Instructions to follow
Answer these questions from the flixopt.clustering.base documentation below:
(a) What type does the dim_names property return?
(b) What value does n_segments have if the data is not segmented?
(c) For simple cases without periods or scenarios, what dictionary should be passed as the results parameter?

Document
___

Skip to content

flixopt.clustering.base

Clustering classes for time series aggregation.

This module provides wrapper classes around tsam's clustering functionality: - ClusteringResults: Collection of tsam ClusteringResult objects for multi-dim (period, scenario) data - Clustering: Top-level class stored on FlowSystem after clustering

Attributes

Classes

ClusteringResults

ClusteringResults(results: dict[tuple, ClusteringResult], dim_names: list[str])

Collection of tsam ClusteringResult objects for multi-dimensional data.

Manages multiple ClusteringResult objects keyed by (period, scenario) tuples and provides convenient access and multi-dimensional DataArray building.

Follows xarray-like patterns with .dims, .coords, .sel(), and .isel().

Attributes:

Name Type Description
dims tuple[str, ...]

Tuple of dimension names, e.g., ('period', 'scenario').

coords dict[str, list]

Dict mapping dimension names to their coordinate values.

Example

results = ClusteringResults({(): cr}, dim_names=[]) results.n_clusters 2 results.cluster_assignments # Returns DataArray

Multi-dimensional case

results = ClusteringResults( ... {(2024, 'high'): cr1, (2024, 'low'): cr2}, ... dim_names=['period', 'scenario'], ... ) results.dims ('period', 'scenario') results.coords {'period': [2024], 'scenario': ['high', 'low']} results.sel(period=2024, scenario='high') # Label-based results.isel(period=0, scenario=1) # Index-based

Initialize ClusteringResults.

Parameters:

Name Type Description Default
results dict[tuple, ClusteringResult]

Dict mapping (period, scenario) tuples to tsam ClusteringResult objects. For simple cases without periods/scenarios, use {(): result}.

required
dim_names list[str]

Names of extra dimensions, e.g., ['period', 'scenario'].

required

Attributes

dims property
dims: tuple[str, ...]

Dimension names as tuple (xarray-like).

dim_names property
dim_names: list[str]

Dimension names as list (backwards compatibility).

coords property
coords: dict[str, list]

Coordinate values for each dimension (xarray-like).

Returns:

Type Description
dict[str, list]

Dict mapping dimension names to lists of coordinate values.

n_clusters property
n_clusters: int

Number of clusters (same for all results).

timesteps_per_cluster property
timesteps_per_cluster: int

Number of timesteps per cluster (same for all results).

n_original_periods property
n_original_periods: int

Number of original periods (same for all results).

n_segments property
n_segments: int | None

Number of segments per cluster, or None if not segmented.

cluster_assignments property
cluster_assignments: DataArray

Maps each original cluster to its typical cluster index.

Returns:

Type Description
DataArray

DataArray with dims [original_cluster, period?, scenario?].

___

Provided material
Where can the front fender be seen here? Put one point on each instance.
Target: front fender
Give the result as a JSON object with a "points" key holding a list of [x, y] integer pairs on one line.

___

Full output
(a) list[str]
(b) None
(c) {(): result}